* [Document]
•••••

1995. Count Special Quadruplets LeetCode Solution

In this guide, you will get 1995. Count Special Quadruplets LeetCode Solution with the best time and space complexity. The solution to Count Special Quadruplets problem is provided in various programming languages like C++, Java, and Python. This will be helpful for you if you are preparing for placements, hackathons, interviews, or practice purposes. The solutions provided here are very easy to follow and include detailed explanations.

Table of Contents

1. Problem Statement
2. Complexity Analysis
3. Count Special Quadruplets solution in C++
4. Count Special Quadruplets solution in Java
5. Count Special Quadruplets solution in Python
6. Additional Resources

Problem Statement of Count Special Quadruplets

Given a 0-indexed integer array nums, return the number of distinct quadruplets (a, b, c, d) such that:

nums[a] + nums[b] + nums[c] == nums[d], and
a < b < c < d

Example 1:

Input: nums = [1,2,3,6]
Output: 1
Explanation: The only quadruplet that satisfies the requirement is (0, 1, 2, 3) because 1 + 2 + 3 == 6.

Example 2:

Input: nums = [3,3,6,4,5]
Output: 0
Explanation: There are no such quadruplets in [3,3,6,4,5].

Example 3:

Input: nums = [1,1,1,3,5]
Output: 4
Explanation: The 4 quadruplets that satisfy the requirement are:
– (0, 1, 2, 3): 1 + 1 + 1 == 3
– (0, 1, 3, 4): 1 + 1 + 3 == 5
– (0, 2, 3, 4): 1 + 1 + 3 == 5
– (1, 2, 3, 4): 1 + 1 + 3 == 5

Constraints:

4 <= nums.length <= 50
1 <= nums[i] <= 100

Complexity Analysis

• Time Complexity: O(n^4)
• Space Complexity: O(1)

•••••

* [Recorded data]
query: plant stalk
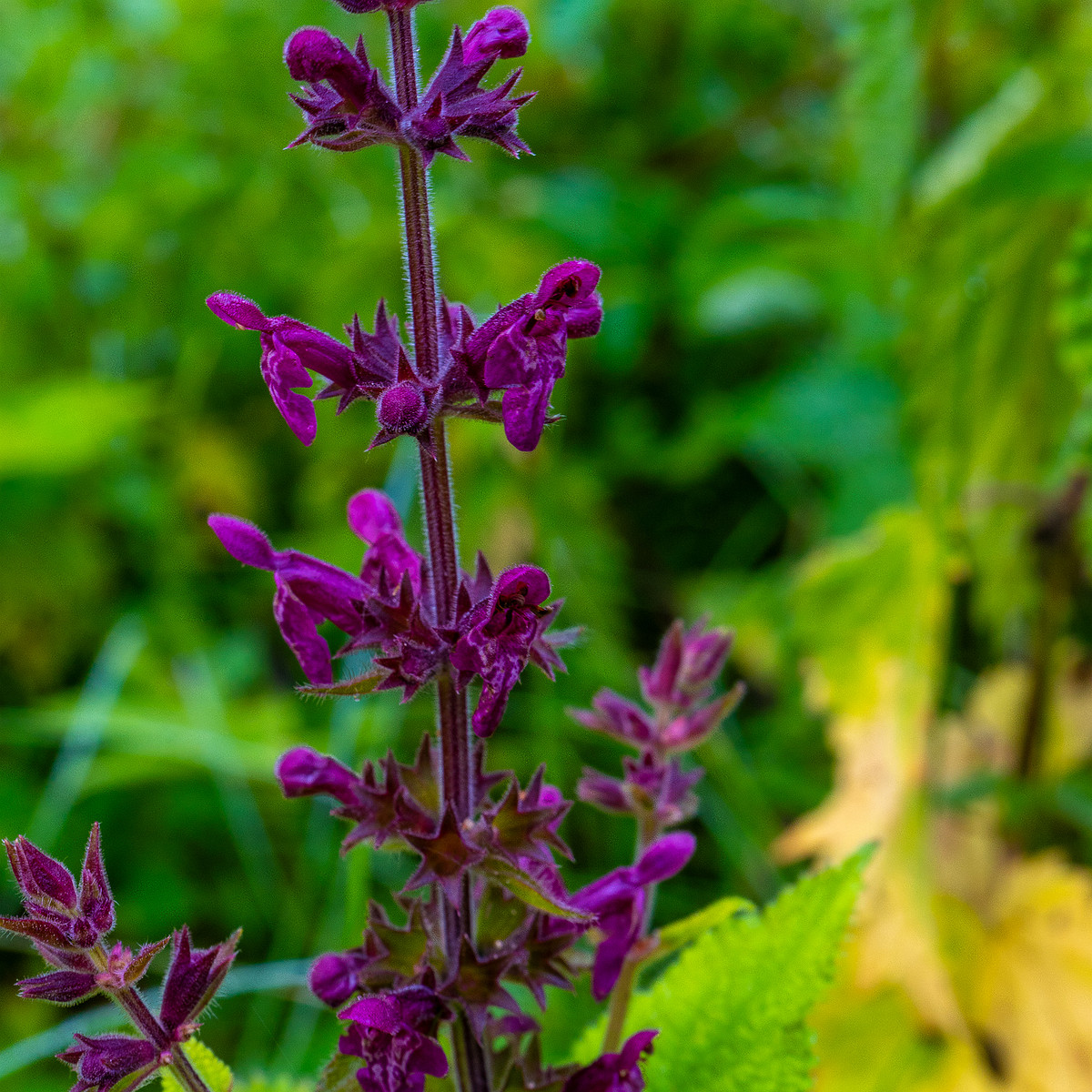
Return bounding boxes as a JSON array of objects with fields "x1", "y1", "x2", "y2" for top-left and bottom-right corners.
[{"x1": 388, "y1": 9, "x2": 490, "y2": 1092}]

•••••

* [Goal A] Summarize the guide above in two sentences.
* [Goal B]
Answer these questions from the guide above:
(i) What output does the guide give for the input nums = [1,1,1,3,5]?
(ii) What is the largest length allowed for nums?
(iii) What space complexity does the guide state?

* [Complete response A] The guide presents LeetCode problem 1995, Count Special Quadruplets, which asks for the number of distinct quadruplets (a, b, c, d) in a 0-indexed integer array nums such that a < b < c < d and nums[a] + nums[b] + nums[c] == nums[d]. It works through three examples, sets the constraints at 4 to 50 elements with each value from 1 to 100, and states a time complexity of O(n^4) and a space complexity of O(1).

* [Complete response B]
(i) 4
(ii) 50
(iii) O(1)